Task objective:
Extract each line holding the word "railing" from the entries.

── Records supplied

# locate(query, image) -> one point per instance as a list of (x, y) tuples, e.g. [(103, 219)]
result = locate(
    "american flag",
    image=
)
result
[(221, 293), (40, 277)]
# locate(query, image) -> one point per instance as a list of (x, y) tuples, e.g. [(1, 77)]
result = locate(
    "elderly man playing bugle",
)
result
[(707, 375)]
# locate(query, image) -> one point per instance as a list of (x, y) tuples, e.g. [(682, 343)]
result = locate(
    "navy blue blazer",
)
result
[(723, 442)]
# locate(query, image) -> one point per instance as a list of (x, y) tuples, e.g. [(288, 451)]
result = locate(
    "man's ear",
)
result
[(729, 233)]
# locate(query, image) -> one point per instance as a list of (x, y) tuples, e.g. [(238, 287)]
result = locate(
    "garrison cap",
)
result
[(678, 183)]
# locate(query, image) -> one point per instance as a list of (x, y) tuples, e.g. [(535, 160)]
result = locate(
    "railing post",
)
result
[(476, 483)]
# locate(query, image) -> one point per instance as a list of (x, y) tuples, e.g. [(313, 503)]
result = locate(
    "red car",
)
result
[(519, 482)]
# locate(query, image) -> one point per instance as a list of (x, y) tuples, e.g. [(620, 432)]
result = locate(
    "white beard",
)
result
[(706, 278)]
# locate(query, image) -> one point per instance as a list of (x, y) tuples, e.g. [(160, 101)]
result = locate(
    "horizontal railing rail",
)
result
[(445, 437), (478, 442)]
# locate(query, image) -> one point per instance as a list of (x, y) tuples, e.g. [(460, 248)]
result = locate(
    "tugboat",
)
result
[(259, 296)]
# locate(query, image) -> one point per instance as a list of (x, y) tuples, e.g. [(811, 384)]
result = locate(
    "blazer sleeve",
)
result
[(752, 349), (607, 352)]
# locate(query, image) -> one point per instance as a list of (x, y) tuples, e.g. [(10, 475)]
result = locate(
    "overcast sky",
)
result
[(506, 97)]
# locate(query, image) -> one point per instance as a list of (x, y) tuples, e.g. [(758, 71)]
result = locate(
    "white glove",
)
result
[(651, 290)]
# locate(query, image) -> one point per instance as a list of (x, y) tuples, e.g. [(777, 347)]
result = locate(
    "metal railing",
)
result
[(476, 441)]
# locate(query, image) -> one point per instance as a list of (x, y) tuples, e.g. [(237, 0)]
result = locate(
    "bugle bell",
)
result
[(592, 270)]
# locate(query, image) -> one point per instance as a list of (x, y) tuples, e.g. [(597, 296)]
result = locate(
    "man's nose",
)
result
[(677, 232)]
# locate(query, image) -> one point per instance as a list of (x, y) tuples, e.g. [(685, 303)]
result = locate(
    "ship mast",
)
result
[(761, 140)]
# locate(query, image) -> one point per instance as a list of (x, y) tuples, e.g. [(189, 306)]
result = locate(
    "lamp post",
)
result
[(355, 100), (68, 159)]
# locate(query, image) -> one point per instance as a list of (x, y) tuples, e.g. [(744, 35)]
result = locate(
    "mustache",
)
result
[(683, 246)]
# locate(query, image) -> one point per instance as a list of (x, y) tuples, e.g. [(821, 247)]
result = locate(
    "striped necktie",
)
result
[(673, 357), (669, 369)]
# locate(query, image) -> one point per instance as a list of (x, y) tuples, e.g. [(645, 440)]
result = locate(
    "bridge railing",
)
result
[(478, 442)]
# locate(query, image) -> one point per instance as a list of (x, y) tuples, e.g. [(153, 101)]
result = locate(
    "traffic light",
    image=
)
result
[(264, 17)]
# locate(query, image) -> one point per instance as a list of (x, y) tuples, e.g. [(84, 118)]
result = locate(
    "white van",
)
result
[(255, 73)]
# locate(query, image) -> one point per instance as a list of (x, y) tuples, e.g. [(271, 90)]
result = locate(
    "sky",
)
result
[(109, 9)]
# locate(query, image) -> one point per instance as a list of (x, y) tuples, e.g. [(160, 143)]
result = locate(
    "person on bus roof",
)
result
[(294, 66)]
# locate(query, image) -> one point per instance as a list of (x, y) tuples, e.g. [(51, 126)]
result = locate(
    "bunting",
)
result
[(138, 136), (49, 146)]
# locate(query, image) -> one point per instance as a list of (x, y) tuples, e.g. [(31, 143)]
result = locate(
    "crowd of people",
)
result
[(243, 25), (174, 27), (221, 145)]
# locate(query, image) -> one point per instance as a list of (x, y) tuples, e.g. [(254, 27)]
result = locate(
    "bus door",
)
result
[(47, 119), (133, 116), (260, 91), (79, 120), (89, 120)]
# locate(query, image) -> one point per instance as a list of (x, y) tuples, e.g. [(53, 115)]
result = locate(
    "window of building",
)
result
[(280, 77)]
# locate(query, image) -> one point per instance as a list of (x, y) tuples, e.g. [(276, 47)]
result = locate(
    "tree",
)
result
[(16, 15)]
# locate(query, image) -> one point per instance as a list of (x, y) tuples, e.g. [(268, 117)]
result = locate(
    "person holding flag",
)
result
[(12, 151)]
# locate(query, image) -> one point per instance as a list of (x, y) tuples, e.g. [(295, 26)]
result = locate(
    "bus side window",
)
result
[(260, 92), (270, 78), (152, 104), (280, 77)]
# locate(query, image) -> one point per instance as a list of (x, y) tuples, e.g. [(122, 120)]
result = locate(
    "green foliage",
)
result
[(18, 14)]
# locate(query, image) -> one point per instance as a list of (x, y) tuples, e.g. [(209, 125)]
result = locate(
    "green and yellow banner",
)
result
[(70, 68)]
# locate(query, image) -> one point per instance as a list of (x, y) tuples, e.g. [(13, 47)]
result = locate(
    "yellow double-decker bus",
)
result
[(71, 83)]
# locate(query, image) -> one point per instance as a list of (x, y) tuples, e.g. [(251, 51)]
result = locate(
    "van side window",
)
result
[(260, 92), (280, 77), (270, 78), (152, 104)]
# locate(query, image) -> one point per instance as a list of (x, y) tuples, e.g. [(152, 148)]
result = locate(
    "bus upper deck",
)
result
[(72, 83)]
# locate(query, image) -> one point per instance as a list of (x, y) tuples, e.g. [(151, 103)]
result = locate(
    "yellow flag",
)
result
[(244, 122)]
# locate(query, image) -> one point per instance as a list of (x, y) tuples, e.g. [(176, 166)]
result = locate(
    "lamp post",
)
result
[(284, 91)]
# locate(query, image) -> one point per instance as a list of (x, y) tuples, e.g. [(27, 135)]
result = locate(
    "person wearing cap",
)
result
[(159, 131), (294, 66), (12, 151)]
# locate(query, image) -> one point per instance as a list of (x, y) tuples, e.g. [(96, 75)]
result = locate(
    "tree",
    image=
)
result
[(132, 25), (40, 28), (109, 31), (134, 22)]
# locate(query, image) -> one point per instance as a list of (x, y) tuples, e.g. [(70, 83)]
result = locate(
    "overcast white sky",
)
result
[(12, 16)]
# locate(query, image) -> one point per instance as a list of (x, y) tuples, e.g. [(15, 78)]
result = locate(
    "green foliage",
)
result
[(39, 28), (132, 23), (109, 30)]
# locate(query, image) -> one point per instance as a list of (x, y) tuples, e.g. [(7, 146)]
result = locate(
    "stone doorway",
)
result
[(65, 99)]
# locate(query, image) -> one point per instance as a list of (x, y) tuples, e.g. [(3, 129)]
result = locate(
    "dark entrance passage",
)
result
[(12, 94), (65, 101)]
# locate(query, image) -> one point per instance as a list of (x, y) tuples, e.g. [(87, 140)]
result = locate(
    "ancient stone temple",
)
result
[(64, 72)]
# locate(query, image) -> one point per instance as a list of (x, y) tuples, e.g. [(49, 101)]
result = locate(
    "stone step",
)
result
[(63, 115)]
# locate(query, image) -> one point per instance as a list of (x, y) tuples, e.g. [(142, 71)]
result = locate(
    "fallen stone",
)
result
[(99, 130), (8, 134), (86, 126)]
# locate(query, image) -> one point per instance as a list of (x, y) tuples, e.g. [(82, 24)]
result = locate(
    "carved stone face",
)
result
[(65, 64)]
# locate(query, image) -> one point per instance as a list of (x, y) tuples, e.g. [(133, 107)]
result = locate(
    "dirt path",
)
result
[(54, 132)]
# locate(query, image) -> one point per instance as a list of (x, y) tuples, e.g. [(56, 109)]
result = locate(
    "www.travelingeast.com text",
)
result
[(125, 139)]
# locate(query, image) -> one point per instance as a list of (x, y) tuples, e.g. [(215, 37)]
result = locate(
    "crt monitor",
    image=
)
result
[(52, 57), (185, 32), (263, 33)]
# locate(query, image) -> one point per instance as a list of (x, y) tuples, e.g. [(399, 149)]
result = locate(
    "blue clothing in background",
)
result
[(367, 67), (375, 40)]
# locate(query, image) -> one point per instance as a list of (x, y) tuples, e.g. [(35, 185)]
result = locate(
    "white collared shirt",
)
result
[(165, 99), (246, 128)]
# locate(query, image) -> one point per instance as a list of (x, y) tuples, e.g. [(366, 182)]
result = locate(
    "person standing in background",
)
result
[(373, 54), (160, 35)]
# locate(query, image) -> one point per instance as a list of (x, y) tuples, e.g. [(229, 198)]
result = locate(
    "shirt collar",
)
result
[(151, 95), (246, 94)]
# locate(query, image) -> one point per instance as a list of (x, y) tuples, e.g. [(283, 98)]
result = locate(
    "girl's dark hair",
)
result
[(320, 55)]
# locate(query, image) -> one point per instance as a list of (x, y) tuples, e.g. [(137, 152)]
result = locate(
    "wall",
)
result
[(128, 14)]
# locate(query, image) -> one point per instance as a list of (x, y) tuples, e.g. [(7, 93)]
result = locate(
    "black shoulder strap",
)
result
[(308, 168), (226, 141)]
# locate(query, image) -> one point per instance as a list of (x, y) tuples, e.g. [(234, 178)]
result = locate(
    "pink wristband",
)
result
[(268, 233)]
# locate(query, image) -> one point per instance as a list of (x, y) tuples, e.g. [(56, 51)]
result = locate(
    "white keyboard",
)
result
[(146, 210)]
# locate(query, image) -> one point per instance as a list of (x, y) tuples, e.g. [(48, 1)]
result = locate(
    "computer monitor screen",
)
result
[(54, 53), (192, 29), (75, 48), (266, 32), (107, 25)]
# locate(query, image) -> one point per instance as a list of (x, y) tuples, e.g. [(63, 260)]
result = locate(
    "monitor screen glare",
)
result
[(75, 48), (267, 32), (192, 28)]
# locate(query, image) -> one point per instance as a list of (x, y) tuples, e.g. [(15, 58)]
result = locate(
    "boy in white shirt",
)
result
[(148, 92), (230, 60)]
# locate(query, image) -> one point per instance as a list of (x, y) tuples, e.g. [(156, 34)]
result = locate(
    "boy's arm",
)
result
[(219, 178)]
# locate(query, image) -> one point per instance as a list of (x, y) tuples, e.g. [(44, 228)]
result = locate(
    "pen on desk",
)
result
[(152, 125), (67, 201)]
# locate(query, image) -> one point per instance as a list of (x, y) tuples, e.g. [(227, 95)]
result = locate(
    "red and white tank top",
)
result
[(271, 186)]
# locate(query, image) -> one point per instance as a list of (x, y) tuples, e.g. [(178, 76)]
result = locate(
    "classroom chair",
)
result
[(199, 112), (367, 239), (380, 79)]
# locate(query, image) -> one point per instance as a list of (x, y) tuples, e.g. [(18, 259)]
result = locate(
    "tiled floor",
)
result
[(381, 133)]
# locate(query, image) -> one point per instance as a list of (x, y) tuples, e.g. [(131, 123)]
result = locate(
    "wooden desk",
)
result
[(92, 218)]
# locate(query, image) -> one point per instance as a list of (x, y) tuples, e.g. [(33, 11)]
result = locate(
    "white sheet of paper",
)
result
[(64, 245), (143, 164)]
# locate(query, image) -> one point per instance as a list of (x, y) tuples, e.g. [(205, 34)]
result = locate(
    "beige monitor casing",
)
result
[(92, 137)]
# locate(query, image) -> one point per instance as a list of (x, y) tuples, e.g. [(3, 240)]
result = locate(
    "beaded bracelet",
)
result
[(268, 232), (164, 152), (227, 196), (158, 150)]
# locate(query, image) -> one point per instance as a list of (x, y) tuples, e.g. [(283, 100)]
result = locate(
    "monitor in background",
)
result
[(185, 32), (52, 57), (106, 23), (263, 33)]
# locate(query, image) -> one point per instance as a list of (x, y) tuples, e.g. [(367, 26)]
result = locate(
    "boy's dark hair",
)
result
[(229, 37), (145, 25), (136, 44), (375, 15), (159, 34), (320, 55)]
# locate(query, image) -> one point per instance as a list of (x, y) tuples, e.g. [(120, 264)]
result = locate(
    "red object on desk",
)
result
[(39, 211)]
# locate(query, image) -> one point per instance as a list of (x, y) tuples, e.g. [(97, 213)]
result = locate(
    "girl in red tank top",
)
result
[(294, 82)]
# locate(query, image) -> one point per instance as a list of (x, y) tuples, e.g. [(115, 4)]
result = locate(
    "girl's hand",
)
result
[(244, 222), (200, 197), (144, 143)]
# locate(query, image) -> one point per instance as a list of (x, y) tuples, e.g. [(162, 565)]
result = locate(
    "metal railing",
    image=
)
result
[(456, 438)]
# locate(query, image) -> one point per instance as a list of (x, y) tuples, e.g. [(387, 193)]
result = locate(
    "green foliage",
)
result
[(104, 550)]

────

Reply to the task:
    "railing post",
    "horizontal railing rail",
    "metal railing",
    "bridge railing",
    "metal railing",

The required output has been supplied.